Squawk bots: Can generative AI lead us to understanding animals?
Michael Endler
AI Editor, Google Cloud
The Earth Species Project is using large language models just like Bard to develop tools to decipher animal communication. We might even squawk back.
The era of artificial intelligence is giving us a new species of advanced discovery tools. Earth’s complex systems have been full of mysteries to researchers and scientists for thousands of years. Now, with the ability to create and aggregate data on a massive scale and analyze it with AI and machine learning, new classes of mysteries can be unlocked.
One area we have long marveled at and been mystified by is the animal kingdom. What if using our increasingly human-like AI, we could increase our understanding of these animals.
The Earth Species Project was founded six years ago, with just such a goal in mind. It aims to use AI to better understand and communicate with the many species and cultures with which we share the planet. Along the way, the organization is building tools that will advance the work of animal behavior researchers and deliver better conservation outcomes.
“As human beings, our ability to understand is limited by our ability to perceive,” Aza Raskin, one of the cofounders of the Earth Species Project, said during a recent interview. “What AI does is that it throws open the aperture of what we can perceive.”
Just as the discovery by Western society of whale song in the 1970s led to a moratorium on deep-sea whaling and contributed to the birth of the Environmental Protection Agency, the team at the Earth Species Project hopes that the more we truly know about the creatures around us, the more we will know about ourselves — and the more we can do to protect the planet we share.
“I think about how humans have been speaking and communicating vocally, passing down culture, for 100,000 to 300,000 years,” Raskin said. “Whales and dolphins have communicated vocally, passing down culture and songs, for 34 million years. That which is oldest correlates with that which is wisest, so just imagine what we can learn by listening.”
To achieve this, Raskin and the team at Earth Species Project are including some of the most popular and consequential innovations of the moment as part of a suite of techniques to realize their project: generative AI and large language models. They believe the insights behind models, such as Google’s LaMDA and GPT-3, can be foundational in understanding of non-human communication.
Broadly speaking, the Earth Species Project is trying to solve an unstructured data problem through the use of machine learning and artificial intelligence. It’s just that, unlike most other problems solved with AI, understanding animal communication has no basic ground truth, no foundation from which to start.

_Input data:_
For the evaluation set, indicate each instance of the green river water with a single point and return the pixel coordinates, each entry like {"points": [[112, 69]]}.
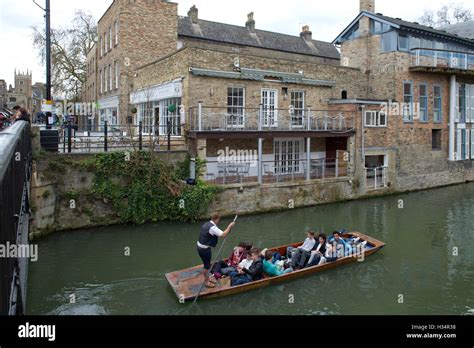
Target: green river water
{"points": [[429, 259]]}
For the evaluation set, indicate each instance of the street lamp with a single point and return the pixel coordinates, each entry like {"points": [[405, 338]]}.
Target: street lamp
{"points": [[47, 10]]}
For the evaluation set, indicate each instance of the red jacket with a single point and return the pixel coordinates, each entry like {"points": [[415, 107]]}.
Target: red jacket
{"points": [[236, 257]]}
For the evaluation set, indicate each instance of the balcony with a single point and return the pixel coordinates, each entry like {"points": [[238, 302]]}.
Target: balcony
{"points": [[237, 121], [441, 61]]}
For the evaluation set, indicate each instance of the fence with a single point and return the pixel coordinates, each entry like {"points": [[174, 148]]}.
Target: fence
{"points": [[231, 119], [73, 138], [289, 170], [15, 174], [435, 58]]}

_Your task:_ Reproduce the passage of the article on AI and animal communication from "One area we" up to and including "better conservation outcomes.", word for word.

_Problem solution:_
One area we have long marveled at and been mystified by is the animal kingdom. What if using our increasingly human-like AI, we could increase our understanding of these animals.
The Earth Species Project was founded six years ago, with just such a goal in mind. It aims to use AI to better understand and communicate with the many species and cultures with which we share the planet. Along the way, the organization is building tools that will advance the work of animal behavior researchers and deliver better conservation outcomes.